_Work required_
Find the line that contains "Every instance gets a single point. Point out the blue" in the entries below. Output it and each later line exactly, and nothing else.

_Record list_
== == ==

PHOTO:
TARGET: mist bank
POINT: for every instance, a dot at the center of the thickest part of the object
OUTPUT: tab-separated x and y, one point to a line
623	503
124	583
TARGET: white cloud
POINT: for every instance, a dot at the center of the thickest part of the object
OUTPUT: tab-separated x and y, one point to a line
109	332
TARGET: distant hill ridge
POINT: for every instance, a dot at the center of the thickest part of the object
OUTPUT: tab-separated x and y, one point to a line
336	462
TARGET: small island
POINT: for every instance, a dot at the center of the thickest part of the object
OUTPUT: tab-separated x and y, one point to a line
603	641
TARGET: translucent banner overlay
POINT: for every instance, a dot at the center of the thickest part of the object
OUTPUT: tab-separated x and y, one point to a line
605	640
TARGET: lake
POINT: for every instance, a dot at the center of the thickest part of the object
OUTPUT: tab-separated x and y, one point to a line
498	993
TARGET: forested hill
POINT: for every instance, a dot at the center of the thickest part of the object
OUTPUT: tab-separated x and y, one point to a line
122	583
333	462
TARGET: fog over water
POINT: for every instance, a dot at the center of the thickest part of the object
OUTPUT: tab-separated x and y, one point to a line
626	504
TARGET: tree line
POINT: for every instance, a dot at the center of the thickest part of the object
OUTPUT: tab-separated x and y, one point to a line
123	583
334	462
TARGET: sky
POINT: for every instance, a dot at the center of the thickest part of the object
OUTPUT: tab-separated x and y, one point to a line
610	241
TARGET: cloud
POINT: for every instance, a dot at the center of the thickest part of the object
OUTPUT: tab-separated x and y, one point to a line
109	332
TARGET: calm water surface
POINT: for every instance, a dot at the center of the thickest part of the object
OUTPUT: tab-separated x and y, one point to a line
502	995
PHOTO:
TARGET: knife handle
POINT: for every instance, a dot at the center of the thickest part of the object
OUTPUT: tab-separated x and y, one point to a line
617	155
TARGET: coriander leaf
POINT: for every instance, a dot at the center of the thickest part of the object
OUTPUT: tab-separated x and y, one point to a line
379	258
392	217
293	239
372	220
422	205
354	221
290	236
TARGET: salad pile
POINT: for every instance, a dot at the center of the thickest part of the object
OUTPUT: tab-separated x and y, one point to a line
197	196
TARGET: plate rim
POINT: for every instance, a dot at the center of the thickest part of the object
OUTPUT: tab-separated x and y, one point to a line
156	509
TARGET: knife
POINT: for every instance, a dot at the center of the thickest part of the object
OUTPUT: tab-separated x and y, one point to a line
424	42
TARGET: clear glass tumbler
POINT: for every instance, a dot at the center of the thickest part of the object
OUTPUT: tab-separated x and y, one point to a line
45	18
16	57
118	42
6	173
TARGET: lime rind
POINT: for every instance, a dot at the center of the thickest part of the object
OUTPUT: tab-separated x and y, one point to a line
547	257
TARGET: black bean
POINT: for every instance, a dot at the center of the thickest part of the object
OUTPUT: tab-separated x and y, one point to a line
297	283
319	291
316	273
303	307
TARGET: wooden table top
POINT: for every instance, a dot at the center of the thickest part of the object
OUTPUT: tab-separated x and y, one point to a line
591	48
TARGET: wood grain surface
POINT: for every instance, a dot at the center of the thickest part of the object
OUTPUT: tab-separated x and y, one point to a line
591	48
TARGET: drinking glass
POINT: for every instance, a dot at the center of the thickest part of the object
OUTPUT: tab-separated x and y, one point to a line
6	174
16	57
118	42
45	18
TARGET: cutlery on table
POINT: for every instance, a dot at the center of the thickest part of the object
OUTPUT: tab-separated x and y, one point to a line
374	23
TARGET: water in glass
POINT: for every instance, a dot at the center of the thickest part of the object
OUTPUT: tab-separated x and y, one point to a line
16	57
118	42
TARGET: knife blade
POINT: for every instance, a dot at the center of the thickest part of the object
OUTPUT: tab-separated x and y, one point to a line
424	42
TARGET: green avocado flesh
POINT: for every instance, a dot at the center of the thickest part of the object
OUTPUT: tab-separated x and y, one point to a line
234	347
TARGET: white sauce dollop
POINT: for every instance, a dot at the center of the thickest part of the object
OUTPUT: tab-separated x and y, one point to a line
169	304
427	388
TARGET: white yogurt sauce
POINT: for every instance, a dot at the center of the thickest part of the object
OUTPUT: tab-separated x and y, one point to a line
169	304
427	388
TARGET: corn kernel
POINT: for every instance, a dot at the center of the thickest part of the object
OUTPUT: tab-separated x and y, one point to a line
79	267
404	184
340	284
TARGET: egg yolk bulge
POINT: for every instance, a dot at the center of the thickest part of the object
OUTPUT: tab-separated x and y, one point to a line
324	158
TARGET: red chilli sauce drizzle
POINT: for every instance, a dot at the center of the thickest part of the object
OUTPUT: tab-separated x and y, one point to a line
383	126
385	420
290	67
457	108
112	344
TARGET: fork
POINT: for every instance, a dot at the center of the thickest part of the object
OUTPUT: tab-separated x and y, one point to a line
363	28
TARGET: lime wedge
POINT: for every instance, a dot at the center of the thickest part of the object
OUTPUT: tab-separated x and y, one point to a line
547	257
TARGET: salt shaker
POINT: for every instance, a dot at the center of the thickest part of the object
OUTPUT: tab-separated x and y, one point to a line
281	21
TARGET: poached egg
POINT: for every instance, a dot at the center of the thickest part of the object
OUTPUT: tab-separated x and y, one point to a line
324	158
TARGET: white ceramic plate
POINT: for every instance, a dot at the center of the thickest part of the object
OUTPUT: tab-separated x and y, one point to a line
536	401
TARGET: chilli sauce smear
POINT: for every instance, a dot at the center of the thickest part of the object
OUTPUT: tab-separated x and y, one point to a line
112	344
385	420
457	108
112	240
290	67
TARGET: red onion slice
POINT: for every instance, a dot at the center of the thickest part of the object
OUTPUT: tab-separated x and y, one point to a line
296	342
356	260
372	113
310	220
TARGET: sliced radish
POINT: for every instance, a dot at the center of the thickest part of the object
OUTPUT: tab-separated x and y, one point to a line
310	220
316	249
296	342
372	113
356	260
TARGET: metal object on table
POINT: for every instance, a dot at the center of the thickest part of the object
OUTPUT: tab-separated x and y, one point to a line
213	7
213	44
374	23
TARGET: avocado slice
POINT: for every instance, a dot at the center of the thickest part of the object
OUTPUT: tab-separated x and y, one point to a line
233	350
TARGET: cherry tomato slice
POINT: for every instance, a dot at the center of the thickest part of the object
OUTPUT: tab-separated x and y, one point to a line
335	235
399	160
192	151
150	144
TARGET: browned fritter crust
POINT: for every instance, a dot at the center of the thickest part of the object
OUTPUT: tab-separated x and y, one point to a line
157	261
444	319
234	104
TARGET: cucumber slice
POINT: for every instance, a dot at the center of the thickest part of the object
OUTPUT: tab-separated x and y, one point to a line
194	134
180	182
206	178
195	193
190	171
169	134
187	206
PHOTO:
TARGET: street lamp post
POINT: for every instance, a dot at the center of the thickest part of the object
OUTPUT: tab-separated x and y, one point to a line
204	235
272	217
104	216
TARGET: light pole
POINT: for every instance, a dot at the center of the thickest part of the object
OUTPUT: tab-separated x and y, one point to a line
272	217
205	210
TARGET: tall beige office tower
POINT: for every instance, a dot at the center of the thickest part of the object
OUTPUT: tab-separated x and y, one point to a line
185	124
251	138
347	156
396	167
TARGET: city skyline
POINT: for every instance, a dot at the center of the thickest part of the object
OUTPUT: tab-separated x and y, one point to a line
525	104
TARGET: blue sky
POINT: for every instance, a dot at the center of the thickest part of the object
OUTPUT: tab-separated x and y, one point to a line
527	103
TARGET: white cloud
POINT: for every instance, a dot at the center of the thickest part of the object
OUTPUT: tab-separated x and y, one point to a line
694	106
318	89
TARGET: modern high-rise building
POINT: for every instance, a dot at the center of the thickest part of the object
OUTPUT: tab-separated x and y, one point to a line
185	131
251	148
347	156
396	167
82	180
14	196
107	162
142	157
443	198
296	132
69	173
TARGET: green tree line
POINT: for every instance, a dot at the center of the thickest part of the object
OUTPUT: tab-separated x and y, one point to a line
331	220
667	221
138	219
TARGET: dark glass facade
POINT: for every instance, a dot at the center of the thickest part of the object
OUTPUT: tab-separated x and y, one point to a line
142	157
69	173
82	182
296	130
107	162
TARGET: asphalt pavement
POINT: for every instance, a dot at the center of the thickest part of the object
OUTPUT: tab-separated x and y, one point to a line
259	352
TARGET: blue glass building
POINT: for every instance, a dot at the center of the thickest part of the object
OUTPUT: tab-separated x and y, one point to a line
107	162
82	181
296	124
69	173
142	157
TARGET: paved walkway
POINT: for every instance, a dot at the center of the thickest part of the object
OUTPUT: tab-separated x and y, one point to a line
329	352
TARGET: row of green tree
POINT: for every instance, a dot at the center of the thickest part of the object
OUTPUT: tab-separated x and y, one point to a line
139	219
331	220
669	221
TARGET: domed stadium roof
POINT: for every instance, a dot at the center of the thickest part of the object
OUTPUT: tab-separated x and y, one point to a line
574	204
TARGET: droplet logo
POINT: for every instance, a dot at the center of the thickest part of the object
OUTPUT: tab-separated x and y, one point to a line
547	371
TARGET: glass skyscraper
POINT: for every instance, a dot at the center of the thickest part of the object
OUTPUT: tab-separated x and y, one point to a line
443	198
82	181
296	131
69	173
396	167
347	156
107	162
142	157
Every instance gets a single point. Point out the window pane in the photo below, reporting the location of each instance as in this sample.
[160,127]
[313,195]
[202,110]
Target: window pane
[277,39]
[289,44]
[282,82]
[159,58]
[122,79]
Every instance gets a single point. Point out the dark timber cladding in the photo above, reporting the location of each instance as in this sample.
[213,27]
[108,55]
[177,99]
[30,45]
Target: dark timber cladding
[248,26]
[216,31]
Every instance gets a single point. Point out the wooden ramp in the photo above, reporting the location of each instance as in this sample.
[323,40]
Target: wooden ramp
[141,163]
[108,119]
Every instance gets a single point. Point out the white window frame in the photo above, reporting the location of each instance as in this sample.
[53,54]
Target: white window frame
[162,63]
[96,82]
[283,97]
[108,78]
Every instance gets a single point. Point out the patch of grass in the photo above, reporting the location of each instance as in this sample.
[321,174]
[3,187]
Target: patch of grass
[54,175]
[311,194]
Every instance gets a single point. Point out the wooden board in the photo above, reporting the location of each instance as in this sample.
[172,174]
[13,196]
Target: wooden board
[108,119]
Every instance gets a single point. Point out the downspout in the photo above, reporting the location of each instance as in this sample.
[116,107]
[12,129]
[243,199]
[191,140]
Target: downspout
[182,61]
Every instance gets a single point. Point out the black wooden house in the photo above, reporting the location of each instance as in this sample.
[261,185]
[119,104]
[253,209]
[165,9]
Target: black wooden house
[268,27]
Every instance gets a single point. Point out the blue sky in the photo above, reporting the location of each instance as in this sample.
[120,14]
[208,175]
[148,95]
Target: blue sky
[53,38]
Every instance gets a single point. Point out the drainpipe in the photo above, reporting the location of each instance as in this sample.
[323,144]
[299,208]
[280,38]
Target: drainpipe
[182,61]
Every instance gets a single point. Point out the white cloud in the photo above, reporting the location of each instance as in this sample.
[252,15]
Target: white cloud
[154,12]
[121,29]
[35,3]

== == ==

_The completed task_
Every instance gets a single point. Point out the blue sky in the photo above, reporting the location of each instance as in this sample.
[120,14]
[208,175]
[148,95]
Target: blue sky
[53,38]
Every instance gets a single point. Point out the drainpipe in the photo above, reporting the location of each instance as in this sample.
[323,144]
[299,208]
[280,38]
Target: drainpipe
[182,61]
Every instance gets a single point. Point out the white cloud in the photo above, reporting the location of each instance as in this sample.
[252,15]
Target: white cloud
[154,12]
[121,29]
[35,3]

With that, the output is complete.